Task prompt:
Return the data given below exactly as it appears.

□ □ □ □ □ □ □

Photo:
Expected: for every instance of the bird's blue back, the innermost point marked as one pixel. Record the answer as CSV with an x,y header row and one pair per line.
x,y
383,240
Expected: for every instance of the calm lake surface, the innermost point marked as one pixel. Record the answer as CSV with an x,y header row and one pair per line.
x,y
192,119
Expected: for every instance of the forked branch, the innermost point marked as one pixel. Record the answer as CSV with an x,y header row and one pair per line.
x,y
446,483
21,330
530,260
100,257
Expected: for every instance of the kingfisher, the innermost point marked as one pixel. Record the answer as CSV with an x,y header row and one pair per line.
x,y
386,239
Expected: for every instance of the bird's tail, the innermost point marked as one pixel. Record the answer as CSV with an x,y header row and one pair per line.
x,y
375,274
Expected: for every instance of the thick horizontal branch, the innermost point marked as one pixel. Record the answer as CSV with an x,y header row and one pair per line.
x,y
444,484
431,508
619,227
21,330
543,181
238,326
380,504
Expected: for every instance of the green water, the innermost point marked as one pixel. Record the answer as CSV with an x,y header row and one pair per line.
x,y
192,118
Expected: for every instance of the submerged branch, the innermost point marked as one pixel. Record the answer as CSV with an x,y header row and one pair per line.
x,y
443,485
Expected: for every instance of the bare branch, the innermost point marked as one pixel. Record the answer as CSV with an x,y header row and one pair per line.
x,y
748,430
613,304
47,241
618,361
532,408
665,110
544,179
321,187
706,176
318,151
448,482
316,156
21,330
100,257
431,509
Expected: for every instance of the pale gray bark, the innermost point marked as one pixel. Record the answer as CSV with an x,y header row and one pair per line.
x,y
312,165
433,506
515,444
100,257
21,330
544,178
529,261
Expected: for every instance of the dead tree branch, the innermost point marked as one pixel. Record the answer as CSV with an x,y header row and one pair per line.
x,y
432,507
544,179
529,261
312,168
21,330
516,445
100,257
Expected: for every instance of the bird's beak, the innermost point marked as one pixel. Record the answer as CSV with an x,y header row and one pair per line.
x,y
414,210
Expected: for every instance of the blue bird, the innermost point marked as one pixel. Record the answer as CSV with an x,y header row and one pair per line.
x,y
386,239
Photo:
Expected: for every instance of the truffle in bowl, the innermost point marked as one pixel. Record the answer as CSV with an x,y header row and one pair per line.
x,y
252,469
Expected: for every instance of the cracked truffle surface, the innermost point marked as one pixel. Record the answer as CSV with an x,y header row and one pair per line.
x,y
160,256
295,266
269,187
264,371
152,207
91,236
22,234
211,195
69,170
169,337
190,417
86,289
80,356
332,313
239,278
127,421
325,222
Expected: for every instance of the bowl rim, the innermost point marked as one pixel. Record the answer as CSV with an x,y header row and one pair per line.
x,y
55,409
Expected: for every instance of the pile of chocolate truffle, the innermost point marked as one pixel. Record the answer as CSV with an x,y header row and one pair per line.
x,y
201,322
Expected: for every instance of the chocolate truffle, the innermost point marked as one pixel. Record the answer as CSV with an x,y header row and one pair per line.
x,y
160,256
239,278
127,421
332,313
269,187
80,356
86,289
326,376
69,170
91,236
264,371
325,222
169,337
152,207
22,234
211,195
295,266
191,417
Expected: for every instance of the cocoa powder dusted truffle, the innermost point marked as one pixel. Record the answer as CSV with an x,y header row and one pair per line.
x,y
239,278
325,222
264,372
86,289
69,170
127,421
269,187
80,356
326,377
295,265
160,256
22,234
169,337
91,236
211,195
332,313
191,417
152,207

□ □ □ □ □ □ □

Result of this task:
Photo:
Expected: for every instance of the bird's blue back, the innermost point marked as one pixel. Record the answer as CSV with an x,y header row and one pair per line.
x,y
383,240
Expected: for every instance of the calm lake surface, the innermost point marked as one pixel. Record the answer as CSV with an x,y header row and one pair per line.
x,y
192,119
Expected: for every instance of the forked branch, the innermost point marked as one pixel. Record the answer as CSV with an x,y header row and one pair per line.
x,y
446,483
21,330
530,260
100,257
Expected: for every instance of the kingfisher, the innermost point marked as one pixel. Record the answer as CSV with an x,y header row and one pair per line.
x,y
386,239
Expected: for every instance of the bird's tail, the innermost point marked as one pixel. Record the answer as CSV with an x,y header row and one pair per line.
x,y
375,274
Expected: for every instance of the thick horizontal branch, the innermost point marked as one pixel. Record the answer as CSV with an x,y header row and one pair per line.
x,y
444,484
431,508
619,227
21,330
543,181
238,326
380,504
Expected: for every instance of the green water, the innermost point marked as one pixel. Record the answer as CSV with an x,y header row and one pair per line.
x,y
192,118
Expected: for every instance of the submerged branch, the innermost point marked as one pixel. Record the answer as CSV with an x,y header row and one pair per line.
x,y
443,485
Expected: for every instance of the bare branch, the innermost point marked as one pixel. Record the answer as CSV with an x,y header row and one pair per line.
x,y
748,430
613,304
47,241
618,361
532,408
665,110
544,179
321,187
706,176
318,151
448,482
316,156
21,330
100,257
431,509
Expected: for every instance of the pale gray bark, the innermost point marked as one pixel. Record the answer as CSV with an x,y header row and one pair per line.
x,y
312,165
433,506
515,444
100,257
21,330
544,178
529,261
Expected: for every instance of the dead tree branch, the innermost point marked as one pixel. Record the answer as CSV with an x,y header row and one pair per line.
x,y
432,507
544,179
529,261
312,168
21,330
516,445
100,257
Expected: for every instance of the bird's beak, the innermost point marked as one pixel. Record the answer as CSV with an x,y header row and one pair per line.
x,y
414,210
Expected: for every instance of the blue bird, the innermost point marked as one pixel. Record the answer as CSV with an x,y header row and one pair per line.
x,y
386,239
Photo:
Expected: for every instance of the truffle in bowl, the innermost point marked as one pixel. Record the answer as CSV with an x,y header row and one pair per line.
x,y
252,469
Expected: for every instance of the cracked truffle surface, the innermost point marked as one pixel. Record the answer as CSV with an x,y header row and one pair per line.
x,y
160,256
295,266
269,187
264,371
152,207
91,236
22,234
211,195
69,170
169,337
190,417
86,289
80,356
332,313
239,278
127,421
325,222
Expected: for every instance of the bowl rim, the innermost point marked as one pixel. Record the answer as CSV with an x,y header row and one pair per line.
x,y
55,409
Expected: for every instance of the pile of chocolate truffle, the innermost point marked as one pixel. Record the answer as CSV with an x,y header row and one pair per line.
x,y
201,322
Expected: for every instance of the chocolate truffle, the innermost point marked as one pixel. Record the answer as CSV with an x,y header row and one pair per line.
x,y
160,256
239,278
127,421
332,313
269,187
80,356
86,289
326,376
69,170
91,236
264,371
325,222
169,337
152,207
22,234
211,195
295,266
191,417
Expected: for every instance of the cocoa powder dusted truffle, the innermost point marked as one pixel. Record the answer as CSV with an x,y header row and one pair per line.
x,y
239,278
325,222
264,372
86,289
69,170
127,421
269,187
80,356
326,377
295,265
160,256
22,234
169,337
91,236
211,195
332,313
191,417
152,207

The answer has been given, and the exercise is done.